## Aim
Output the lines below word for word, from the first line through the line containing "[(550, 367)]", with both ends included. Omit the pictures from your output.
— Begin Record extracts —
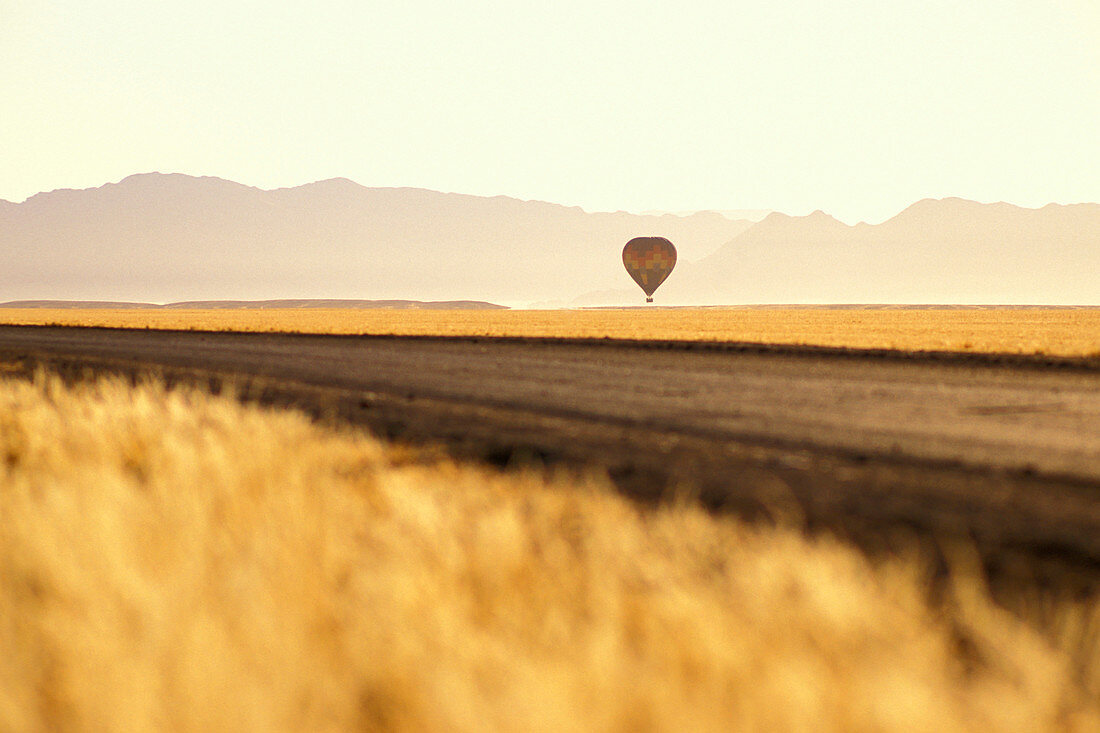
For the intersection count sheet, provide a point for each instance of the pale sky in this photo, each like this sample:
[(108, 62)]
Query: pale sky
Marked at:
[(857, 107)]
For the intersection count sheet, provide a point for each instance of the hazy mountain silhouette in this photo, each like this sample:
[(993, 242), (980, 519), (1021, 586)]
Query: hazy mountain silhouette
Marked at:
[(174, 237), (171, 237), (935, 251)]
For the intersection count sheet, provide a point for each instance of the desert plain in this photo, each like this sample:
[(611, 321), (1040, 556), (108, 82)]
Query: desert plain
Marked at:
[(171, 556), (1019, 330)]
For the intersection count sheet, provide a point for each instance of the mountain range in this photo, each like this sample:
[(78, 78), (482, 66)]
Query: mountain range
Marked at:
[(172, 237)]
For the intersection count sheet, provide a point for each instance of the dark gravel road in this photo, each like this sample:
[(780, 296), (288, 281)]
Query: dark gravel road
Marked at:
[(880, 447)]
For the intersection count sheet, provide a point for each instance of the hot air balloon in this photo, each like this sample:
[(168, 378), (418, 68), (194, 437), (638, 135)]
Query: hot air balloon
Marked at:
[(649, 260)]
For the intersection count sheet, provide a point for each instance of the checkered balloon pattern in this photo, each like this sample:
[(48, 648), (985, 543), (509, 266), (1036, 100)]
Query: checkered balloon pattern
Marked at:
[(649, 260)]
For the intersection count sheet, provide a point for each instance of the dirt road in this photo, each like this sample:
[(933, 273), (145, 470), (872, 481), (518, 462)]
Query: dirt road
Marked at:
[(879, 447)]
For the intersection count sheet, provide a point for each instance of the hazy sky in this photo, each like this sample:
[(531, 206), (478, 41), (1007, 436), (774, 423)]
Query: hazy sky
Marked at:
[(856, 107)]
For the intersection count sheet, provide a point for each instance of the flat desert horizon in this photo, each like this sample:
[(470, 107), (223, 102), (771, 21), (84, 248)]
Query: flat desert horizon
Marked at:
[(550, 367)]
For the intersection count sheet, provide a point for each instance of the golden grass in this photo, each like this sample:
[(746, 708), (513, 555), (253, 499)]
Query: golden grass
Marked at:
[(1070, 332), (171, 560)]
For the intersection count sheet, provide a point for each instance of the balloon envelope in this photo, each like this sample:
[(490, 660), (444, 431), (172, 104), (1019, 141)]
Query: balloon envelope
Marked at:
[(649, 260)]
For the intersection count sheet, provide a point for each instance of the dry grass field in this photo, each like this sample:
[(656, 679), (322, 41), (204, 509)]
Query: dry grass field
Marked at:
[(1070, 332), (171, 560)]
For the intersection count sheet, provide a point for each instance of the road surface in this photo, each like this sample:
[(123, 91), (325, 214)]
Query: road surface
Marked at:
[(879, 447)]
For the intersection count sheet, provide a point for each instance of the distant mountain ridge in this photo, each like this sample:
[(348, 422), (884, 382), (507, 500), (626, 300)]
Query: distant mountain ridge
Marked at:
[(935, 251), (171, 237)]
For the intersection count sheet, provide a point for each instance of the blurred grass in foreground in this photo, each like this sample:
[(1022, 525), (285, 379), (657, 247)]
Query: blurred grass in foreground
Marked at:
[(1069, 332), (171, 560)]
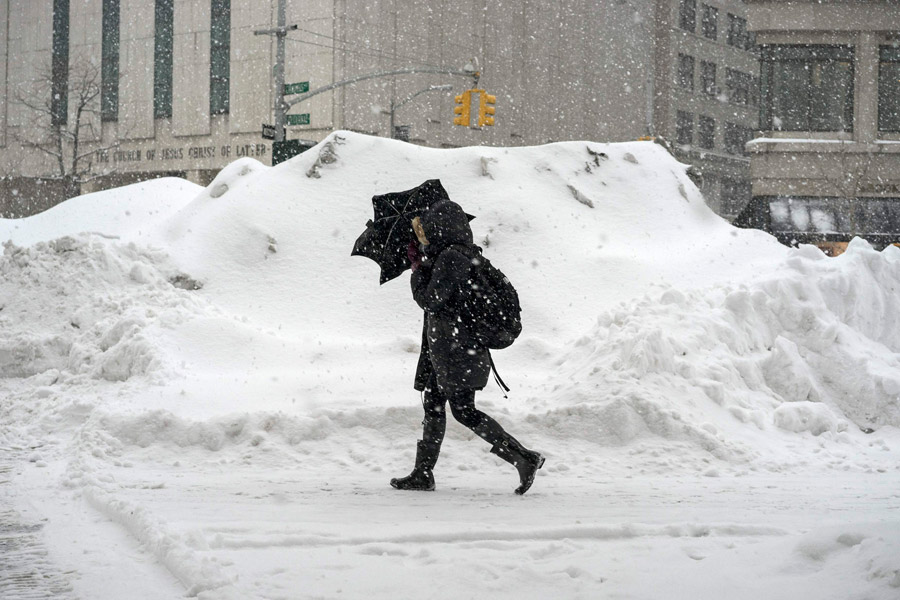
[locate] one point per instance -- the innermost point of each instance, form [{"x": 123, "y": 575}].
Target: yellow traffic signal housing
[
  {"x": 486, "y": 108},
  {"x": 464, "y": 110}
]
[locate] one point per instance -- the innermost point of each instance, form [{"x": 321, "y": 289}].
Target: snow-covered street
[{"x": 203, "y": 394}]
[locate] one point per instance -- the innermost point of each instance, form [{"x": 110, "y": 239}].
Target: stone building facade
[
  {"x": 185, "y": 86},
  {"x": 828, "y": 165}
]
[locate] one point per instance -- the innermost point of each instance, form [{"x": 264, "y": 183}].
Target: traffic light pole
[
  {"x": 434, "y": 71},
  {"x": 433, "y": 88},
  {"x": 280, "y": 32}
]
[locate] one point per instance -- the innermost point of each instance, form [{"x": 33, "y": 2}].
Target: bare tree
[{"x": 64, "y": 137}]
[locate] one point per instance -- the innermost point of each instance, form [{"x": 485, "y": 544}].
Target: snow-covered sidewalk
[{"x": 213, "y": 394}]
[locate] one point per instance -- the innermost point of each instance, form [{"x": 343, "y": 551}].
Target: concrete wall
[
  {"x": 570, "y": 69},
  {"x": 864, "y": 163}
]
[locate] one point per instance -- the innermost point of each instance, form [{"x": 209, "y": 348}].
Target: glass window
[
  {"x": 807, "y": 88},
  {"x": 736, "y": 194},
  {"x": 684, "y": 128},
  {"x": 219, "y": 57},
  {"x": 709, "y": 23},
  {"x": 59, "y": 66},
  {"x": 686, "y": 71},
  {"x": 708, "y": 78},
  {"x": 109, "y": 70},
  {"x": 738, "y": 85},
  {"x": 687, "y": 15},
  {"x": 162, "y": 73},
  {"x": 737, "y": 32},
  {"x": 706, "y": 132},
  {"x": 736, "y": 138},
  {"x": 889, "y": 89}
]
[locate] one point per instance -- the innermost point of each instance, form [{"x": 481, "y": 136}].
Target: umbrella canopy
[{"x": 387, "y": 236}]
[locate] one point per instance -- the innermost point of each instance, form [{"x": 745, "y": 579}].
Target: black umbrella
[{"x": 386, "y": 238}]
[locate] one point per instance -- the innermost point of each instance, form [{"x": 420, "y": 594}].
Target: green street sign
[
  {"x": 296, "y": 88},
  {"x": 301, "y": 119}
]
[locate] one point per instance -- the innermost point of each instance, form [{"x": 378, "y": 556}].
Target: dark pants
[{"x": 462, "y": 405}]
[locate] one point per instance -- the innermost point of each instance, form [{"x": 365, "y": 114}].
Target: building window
[
  {"x": 737, "y": 33},
  {"x": 736, "y": 138},
  {"x": 708, "y": 77},
  {"x": 889, "y": 89},
  {"x": 219, "y": 56},
  {"x": 684, "y": 128},
  {"x": 686, "y": 72},
  {"x": 807, "y": 88},
  {"x": 59, "y": 66},
  {"x": 736, "y": 194},
  {"x": 706, "y": 132},
  {"x": 162, "y": 53},
  {"x": 738, "y": 86},
  {"x": 709, "y": 23},
  {"x": 687, "y": 15},
  {"x": 109, "y": 70}
]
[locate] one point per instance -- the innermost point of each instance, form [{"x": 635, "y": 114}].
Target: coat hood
[{"x": 445, "y": 224}]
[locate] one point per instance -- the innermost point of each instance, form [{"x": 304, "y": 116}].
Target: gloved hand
[{"x": 414, "y": 256}]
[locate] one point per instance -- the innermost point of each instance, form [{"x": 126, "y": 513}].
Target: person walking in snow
[{"x": 452, "y": 365}]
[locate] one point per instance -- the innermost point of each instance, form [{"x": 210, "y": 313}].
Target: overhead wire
[{"x": 377, "y": 54}]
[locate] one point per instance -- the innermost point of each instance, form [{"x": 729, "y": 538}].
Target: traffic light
[
  {"x": 485, "y": 108},
  {"x": 464, "y": 109}
]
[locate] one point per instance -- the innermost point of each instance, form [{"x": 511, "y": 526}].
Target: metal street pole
[{"x": 280, "y": 32}]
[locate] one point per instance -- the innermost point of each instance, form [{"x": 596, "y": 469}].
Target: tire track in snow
[
  {"x": 597, "y": 533},
  {"x": 26, "y": 572}
]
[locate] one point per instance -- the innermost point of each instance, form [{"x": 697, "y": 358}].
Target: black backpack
[{"x": 491, "y": 310}]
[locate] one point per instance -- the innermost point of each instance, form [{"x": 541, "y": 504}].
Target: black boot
[
  {"x": 421, "y": 479},
  {"x": 526, "y": 462}
]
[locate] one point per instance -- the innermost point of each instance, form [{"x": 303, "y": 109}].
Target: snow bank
[
  {"x": 805, "y": 350},
  {"x": 82, "y": 306},
  {"x": 125, "y": 212},
  {"x": 709, "y": 336}
]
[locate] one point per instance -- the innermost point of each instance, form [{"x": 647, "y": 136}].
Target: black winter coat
[{"x": 449, "y": 352}]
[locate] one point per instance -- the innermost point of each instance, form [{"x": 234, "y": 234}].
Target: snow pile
[
  {"x": 212, "y": 370},
  {"x": 125, "y": 212},
  {"x": 81, "y": 306},
  {"x": 806, "y": 350}
]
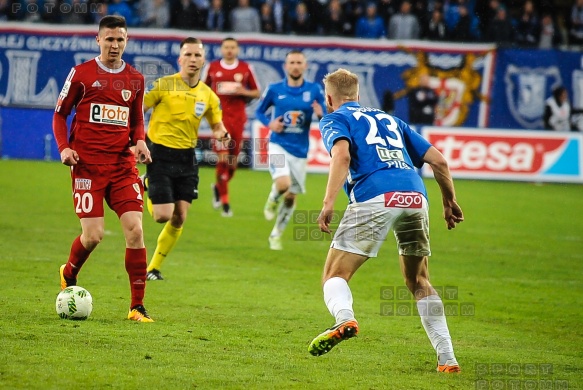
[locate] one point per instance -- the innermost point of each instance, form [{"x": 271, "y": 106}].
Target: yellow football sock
[{"x": 166, "y": 241}]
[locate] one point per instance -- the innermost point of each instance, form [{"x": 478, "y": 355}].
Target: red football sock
[
  {"x": 231, "y": 173},
  {"x": 77, "y": 258},
  {"x": 136, "y": 264},
  {"x": 222, "y": 180}
]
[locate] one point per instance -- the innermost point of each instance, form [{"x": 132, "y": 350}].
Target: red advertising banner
[{"x": 517, "y": 155}]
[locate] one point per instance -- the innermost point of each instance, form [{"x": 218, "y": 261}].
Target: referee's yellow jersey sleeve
[
  {"x": 152, "y": 97},
  {"x": 214, "y": 114}
]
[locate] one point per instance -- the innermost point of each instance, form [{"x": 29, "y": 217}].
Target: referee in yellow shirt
[{"x": 180, "y": 101}]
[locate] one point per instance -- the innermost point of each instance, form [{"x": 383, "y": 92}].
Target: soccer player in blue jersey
[
  {"x": 292, "y": 101},
  {"x": 374, "y": 156}
]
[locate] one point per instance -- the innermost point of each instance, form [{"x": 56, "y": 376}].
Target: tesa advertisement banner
[{"x": 516, "y": 155}]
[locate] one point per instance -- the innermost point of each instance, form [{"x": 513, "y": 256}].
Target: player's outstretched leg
[
  {"x": 66, "y": 282},
  {"x": 138, "y": 313},
  {"x": 331, "y": 337},
  {"x": 216, "y": 201}
]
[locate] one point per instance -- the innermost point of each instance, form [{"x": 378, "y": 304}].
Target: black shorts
[{"x": 172, "y": 174}]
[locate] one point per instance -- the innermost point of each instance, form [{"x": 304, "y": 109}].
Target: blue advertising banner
[
  {"x": 525, "y": 78},
  {"x": 35, "y": 60}
]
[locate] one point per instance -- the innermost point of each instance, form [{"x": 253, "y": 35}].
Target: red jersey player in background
[
  {"x": 107, "y": 95},
  {"x": 235, "y": 84}
]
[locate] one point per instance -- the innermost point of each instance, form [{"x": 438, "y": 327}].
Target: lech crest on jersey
[
  {"x": 125, "y": 94},
  {"x": 526, "y": 90}
]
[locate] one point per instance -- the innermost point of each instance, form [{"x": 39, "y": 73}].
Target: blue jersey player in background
[
  {"x": 293, "y": 101},
  {"x": 374, "y": 156}
]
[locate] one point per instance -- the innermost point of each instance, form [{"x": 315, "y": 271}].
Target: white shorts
[
  {"x": 281, "y": 163},
  {"x": 364, "y": 226}
]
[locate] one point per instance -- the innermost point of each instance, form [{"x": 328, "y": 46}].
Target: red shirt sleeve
[
  {"x": 68, "y": 98},
  {"x": 137, "y": 116},
  {"x": 252, "y": 81}
]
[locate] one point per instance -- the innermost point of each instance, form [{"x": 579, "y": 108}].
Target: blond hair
[{"x": 342, "y": 85}]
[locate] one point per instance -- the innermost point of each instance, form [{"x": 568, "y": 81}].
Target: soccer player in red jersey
[
  {"x": 107, "y": 95},
  {"x": 235, "y": 84}
]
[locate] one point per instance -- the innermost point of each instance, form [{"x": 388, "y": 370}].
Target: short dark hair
[
  {"x": 190, "y": 40},
  {"x": 112, "y": 21},
  {"x": 229, "y": 39},
  {"x": 294, "y": 51}
]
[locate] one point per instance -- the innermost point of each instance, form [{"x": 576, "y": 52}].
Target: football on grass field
[{"x": 74, "y": 303}]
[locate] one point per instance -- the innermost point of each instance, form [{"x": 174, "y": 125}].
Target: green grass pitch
[{"x": 232, "y": 314}]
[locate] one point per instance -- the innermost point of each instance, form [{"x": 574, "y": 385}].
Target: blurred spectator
[
  {"x": 550, "y": 36},
  {"x": 75, "y": 13},
  {"x": 557, "y": 115},
  {"x": 371, "y": 25},
  {"x": 528, "y": 26},
  {"x": 576, "y": 23},
  {"x": 422, "y": 102},
  {"x": 301, "y": 23},
  {"x": 32, "y": 13},
  {"x": 353, "y": 10},
  {"x": 245, "y": 18},
  {"x": 267, "y": 20},
  {"x": 316, "y": 12},
  {"x": 386, "y": 9},
  {"x": 280, "y": 16},
  {"x": 435, "y": 29},
  {"x": 404, "y": 25},
  {"x": 466, "y": 28},
  {"x": 122, "y": 8},
  {"x": 501, "y": 31},
  {"x": 51, "y": 11},
  {"x": 388, "y": 102},
  {"x": 419, "y": 9},
  {"x": 334, "y": 22},
  {"x": 486, "y": 11},
  {"x": 5, "y": 11},
  {"x": 98, "y": 10},
  {"x": 216, "y": 18},
  {"x": 154, "y": 13},
  {"x": 203, "y": 7}
]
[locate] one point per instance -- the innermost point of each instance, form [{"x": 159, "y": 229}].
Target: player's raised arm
[{"x": 452, "y": 213}]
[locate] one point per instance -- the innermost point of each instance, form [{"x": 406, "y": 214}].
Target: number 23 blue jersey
[{"x": 384, "y": 151}]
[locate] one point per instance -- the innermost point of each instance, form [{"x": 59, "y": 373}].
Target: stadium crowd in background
[{"x": 527, "y": 23}]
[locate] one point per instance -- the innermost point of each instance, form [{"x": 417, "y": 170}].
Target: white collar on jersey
[
  {"x": 109, "y": 70},
  {"x": 229, "y": 67}
]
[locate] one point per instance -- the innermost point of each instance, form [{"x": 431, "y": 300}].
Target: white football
[{"x": 74, "y": 303}]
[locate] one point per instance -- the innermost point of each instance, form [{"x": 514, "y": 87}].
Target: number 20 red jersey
— End Record extracts —
## Answer to the problem
For the intersection count sheet, provide a point for each instance of the pale sky in this photo, each like this sample:
[(108, 62)]
Query: pale sky
Marked at:
[(857, 107)]
For the intersection count sheet, provide a point for each instance of the hazy mountain silhouette in this photo, each like this sample:
[(993, 242), (980, 519), (1021, 586)]
Query: hazy mountain silhouette
Marked at:
[(174, 237), (171, 237), (935, 251)]
For the intersection count sheet, provide a point for each instance of the desert plain in this photo, each like this sample:
[(611, 321), (1040, 556), (108, 82)]
Query: desert plain
Marked at:
[(171, 556), (1019, 330)]
For the intersection count sheet, provide a point for each instance of the mountain range in this photo, each like this sample:
[(78, 78), (482, 66)]
Query: mountain range
Marked at:
[(172, 237)]
For the intersection count sheet, provide a point for each instance of the dark gravel road in this photo, each like this sample:
[(780, 296), (288, 281)]
Query: dark gravel road
Marked at:
[(880, 447)]
For the intersection count sheet, provide a point for each instance of the hot air balloon in this photo, each like this sample:
[(168, 378), (418, 68), (194, 437), (638, 135)]
Query: hot air balloon
Marked at:
[(649, 260)]
For the intersection count sheet, provide a point for each instance of the checkered balloon pattern in this photo, each like this sample:
[(48, 648), (985, 543), (509, 266), (1036, 100)]
Query: checkered balloon pattern
Marked at:
[(649, 260)]
For the intersection count sheet, provide a point for each instance of the dirt road in this photo, each like this sample:
[(933, 273), (145, 470), (872, 481), (518, 462)]
Query: dirt road
Marked at:
[(879, 447)]
For the intersection count sheet, provide a point for each instance of the hazy sky in this photo, each like this sample:
[(531, 206), (478, 41), (1007, 436), (774, 423)]
Query: hazy sky
Marked at:
[(856, 107)]
For the intersection count sheet, provide a point for each instance of the flat desert horizon in this photo, each like this sample:
[(470, 107), (223, 102), (771, 21), (84, 248)]
Query: flat desert horizon
Marked at:
[(550, 367)]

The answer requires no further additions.